Sezione del documento:
____

COP26: per Johnson siamo come James Bond, dobbiamo salvare l’umanità, ma “questo non è un film”. Draghi: “Il denaro c’è, basta saperlo usare bene”.

È passato solo qualche giorno dal G20 dello scorso fine settimana a Roma e già i leader politici si riuniscono di nuovo. Questa volta a Glasgow, Scozia. Tema caldo: il cambiamento climatico. Si è, infatti, da poco conclusa la cerimonia di apertura della COP26 (Conference of the Parties), iniziata con il World Leaders Summit sul climate change. Alla conferenza partecipano i delegati di circa 200 Paesi, circa 120 leader mondiali nonché i principali attori impegnati in prima linea nella lotta al global warming. Oggi e domani gli interventi dei capi di stato e di governo.

____

Contenuto del dataset:

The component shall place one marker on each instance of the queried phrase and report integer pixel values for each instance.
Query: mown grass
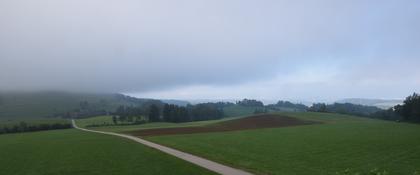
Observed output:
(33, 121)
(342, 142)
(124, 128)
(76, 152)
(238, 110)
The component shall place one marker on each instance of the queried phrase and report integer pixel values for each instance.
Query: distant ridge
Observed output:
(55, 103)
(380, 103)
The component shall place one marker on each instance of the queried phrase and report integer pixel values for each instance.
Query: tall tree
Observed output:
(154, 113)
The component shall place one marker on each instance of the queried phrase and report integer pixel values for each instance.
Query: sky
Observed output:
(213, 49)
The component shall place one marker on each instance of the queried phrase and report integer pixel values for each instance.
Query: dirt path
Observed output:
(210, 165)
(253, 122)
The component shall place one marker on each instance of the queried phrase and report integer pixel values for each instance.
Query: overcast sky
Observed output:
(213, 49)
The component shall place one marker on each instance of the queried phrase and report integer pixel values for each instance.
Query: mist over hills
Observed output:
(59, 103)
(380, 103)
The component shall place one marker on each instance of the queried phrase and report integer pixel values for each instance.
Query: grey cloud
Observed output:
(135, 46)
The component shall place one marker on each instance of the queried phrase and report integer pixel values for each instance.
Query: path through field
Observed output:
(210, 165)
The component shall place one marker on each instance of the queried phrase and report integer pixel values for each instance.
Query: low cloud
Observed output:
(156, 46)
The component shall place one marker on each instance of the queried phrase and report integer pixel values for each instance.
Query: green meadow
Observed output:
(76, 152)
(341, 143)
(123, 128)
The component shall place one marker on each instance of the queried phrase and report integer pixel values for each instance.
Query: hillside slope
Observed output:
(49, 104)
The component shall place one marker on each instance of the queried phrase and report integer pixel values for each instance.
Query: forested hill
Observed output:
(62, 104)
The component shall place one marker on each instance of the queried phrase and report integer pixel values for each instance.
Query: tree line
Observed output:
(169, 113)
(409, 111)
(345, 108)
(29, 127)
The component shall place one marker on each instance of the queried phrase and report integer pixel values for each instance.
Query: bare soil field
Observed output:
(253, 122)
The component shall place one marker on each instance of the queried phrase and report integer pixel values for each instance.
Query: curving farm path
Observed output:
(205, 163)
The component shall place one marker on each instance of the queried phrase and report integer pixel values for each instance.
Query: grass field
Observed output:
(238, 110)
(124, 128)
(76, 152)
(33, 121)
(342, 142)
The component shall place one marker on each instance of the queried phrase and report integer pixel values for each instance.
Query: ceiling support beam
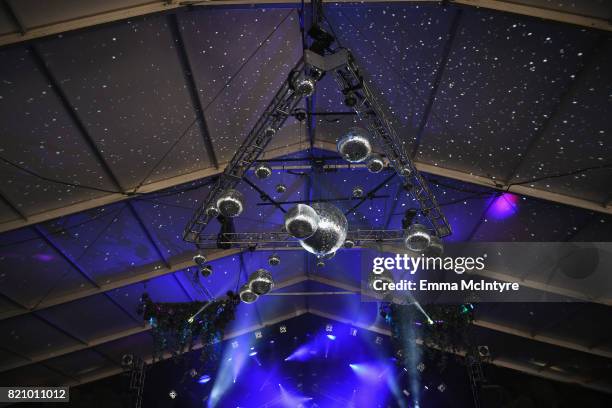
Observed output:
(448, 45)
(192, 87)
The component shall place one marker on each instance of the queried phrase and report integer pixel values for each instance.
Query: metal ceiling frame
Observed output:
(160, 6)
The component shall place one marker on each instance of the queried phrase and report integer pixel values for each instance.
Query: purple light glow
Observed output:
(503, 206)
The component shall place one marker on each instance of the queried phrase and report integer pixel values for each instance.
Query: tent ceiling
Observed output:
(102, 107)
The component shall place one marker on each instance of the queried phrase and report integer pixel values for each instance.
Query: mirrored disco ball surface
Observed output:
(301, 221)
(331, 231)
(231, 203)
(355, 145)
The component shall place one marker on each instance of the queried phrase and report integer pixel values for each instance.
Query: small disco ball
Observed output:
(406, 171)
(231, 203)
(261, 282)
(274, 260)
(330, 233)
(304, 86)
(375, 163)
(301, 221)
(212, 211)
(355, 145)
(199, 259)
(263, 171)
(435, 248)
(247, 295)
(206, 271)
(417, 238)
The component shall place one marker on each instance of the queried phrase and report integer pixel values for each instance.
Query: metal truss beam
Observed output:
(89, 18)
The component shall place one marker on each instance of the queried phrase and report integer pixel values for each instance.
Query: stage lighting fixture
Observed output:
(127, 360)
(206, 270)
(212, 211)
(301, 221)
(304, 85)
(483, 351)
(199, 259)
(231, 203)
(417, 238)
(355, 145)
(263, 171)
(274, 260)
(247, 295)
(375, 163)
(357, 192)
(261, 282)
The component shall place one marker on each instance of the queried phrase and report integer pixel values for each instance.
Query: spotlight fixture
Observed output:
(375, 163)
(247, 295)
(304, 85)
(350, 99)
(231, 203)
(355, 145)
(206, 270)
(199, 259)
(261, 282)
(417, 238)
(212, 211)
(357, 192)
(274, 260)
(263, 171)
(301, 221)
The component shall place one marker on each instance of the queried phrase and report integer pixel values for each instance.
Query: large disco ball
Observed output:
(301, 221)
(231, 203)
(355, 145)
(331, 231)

____

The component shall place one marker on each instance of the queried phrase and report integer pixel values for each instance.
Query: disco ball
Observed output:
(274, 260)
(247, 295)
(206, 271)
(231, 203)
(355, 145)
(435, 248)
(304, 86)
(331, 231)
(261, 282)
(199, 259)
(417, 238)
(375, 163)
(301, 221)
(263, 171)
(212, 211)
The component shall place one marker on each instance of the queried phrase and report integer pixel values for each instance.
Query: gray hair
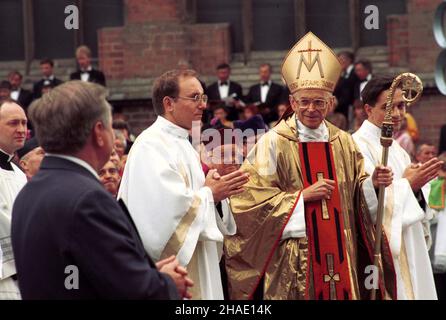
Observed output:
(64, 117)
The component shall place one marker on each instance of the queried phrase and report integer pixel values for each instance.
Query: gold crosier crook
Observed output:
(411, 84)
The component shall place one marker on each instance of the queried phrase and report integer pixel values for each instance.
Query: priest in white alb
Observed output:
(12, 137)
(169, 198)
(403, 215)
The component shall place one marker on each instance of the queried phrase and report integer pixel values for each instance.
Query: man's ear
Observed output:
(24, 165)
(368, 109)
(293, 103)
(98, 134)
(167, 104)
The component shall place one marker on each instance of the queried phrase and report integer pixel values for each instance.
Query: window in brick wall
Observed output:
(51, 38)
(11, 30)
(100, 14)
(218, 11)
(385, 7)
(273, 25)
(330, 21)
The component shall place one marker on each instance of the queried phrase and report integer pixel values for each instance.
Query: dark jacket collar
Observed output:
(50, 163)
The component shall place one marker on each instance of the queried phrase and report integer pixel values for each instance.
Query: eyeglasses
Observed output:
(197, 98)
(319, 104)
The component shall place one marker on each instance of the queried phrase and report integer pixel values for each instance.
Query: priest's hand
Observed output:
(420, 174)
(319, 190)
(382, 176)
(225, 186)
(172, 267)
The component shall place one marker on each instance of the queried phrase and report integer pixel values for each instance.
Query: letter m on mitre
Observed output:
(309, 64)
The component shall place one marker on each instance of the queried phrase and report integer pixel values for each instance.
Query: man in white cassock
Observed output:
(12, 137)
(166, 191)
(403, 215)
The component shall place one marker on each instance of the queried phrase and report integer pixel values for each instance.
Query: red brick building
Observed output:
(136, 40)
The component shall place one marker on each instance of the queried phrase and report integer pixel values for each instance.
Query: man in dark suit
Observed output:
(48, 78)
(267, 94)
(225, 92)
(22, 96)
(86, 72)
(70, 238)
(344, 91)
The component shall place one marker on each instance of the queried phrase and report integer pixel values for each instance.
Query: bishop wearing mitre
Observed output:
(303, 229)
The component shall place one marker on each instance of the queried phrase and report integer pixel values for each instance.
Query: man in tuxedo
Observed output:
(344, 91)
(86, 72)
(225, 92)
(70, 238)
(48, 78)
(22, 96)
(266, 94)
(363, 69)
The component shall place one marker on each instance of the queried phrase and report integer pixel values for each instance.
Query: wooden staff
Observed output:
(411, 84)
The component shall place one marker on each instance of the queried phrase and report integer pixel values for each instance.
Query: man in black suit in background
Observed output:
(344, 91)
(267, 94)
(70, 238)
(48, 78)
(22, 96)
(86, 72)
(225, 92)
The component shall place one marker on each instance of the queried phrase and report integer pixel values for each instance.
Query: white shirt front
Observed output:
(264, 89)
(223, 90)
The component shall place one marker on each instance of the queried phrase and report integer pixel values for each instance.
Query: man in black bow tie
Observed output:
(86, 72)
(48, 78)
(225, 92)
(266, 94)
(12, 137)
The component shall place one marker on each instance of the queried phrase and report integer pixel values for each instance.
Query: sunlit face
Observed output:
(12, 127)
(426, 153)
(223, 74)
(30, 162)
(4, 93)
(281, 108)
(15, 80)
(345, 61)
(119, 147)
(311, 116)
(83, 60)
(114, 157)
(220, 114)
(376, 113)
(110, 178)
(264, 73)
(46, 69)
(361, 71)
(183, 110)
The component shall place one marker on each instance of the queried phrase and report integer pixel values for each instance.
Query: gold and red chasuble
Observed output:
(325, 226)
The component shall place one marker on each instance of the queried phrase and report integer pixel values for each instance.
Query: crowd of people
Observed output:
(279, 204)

____

Serie di esercizi:
• a. Estrai dalla sezione del documento sulla COP26 il passo che inizia con "È passato solo" e termina con "e di governo.".
• b. Secondo la sezione del documento sulla COP26, in quale città si svolge la conferenza?

Soluzioni svolte:
• a.
È passato solo qualche giorno dal G20 dello scorso fine settimana a Roma e già i leader politici si riuniscono di nuovo. Questa volta a Glasgow, Scozia. Tema caldo: il cambiamento climatico. Si è, infatti, da poco conclusa la cerimonia di apertura della COP26 (Conference of the Parties), iniziata con il World Leaders Summit sul climate change. Alla conferenza partecipano i delegati di circa 200 Paesi, circa 120 leader mondiali nonché i principali attori impegnati in prima linea nella lotta al global warming. Oggi e domani gli interventi dei capi di stato e di governo.

• b. A Glasgow, in Scozia.